→ Given records
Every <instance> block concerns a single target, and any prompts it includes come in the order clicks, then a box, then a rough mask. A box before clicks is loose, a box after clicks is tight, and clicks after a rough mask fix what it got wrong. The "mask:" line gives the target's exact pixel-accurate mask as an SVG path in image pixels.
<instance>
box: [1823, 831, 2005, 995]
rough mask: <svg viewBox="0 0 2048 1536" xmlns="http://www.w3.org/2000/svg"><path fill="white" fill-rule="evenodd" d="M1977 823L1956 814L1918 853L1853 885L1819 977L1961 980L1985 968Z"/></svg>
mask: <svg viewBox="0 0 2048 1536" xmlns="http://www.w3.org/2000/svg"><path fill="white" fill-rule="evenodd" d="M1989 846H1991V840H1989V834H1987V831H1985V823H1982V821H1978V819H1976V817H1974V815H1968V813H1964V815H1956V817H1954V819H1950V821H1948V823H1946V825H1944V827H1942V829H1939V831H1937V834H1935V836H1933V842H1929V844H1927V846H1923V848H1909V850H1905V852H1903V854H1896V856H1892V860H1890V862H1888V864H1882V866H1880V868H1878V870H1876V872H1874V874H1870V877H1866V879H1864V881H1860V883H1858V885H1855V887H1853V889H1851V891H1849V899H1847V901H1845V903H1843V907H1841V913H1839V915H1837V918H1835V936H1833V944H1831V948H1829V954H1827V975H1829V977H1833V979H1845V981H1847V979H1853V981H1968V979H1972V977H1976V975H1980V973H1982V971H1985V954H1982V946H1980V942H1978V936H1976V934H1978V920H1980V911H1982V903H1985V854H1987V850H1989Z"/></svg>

→ Directions
What the exercise needs is every record again, word for word.

→ Output
Every <instance> block concerns a single target, and any prompts it includes come in the order clicks, then a box, then a rough mask. A box before clicks is loose, a box after clicks is tight, and clicks after a rough mask fix what it got wrong. The "mask:" line gives the target's exact pixel-accurate mask as an SVG path in image pixels.
<instance>
box: [1823, 831, 2005, 995]
rough mask: <svg viewBox="0 0 2048 1536" xmlns="http://www.w3.org/2000/svg"><path fill="white" fill-rule="evenodd" d="M1977 823L1956 814L1918 853L1853 885L1819 977L1961 980L1985 968Z"/></svg>
mask: <svg viewBox="0 0 2048 1536" xmlns="http://www.w3.org/2000/svg"><path fill="white" fill-rule="evenodd" d="M1989 846H1991V840H1989V834H1987V831H1985V823H1982V821H1978V819H1976V817H1974V815H1968V813H1964V815H1956V817H1954V819H1950V821H1948V823H1946V825H1944V827H1942V829H1939V831H1937V834H1935V836H1933V842H1929V844H1927V846H1923V848H1909V850H1905V852H1903V854H1896V856H1892V860H1890V862H1888V864H1882V866H1880V868H1878V870H1876V872H1874V874H1870V877H1866V879H1864V881H1860V883H1858V885H1855V887H1853V889H1851V891H1849V899H1847V901H1845V903H1843V907H1841V913H1839V915H1837V918H1835V936H1833V944H1831V948H1829V954H1827V975H1829V977H1833V979H1845V981H1847V979H1853V981H1968V979H1972V977H1976V975H1980V973H1982V971H1985V954H1982V946H1980V942H1978V936H1976V934H1978V920H1980V911H1982V903H1985V854H1987V850H1989Z"/></svg>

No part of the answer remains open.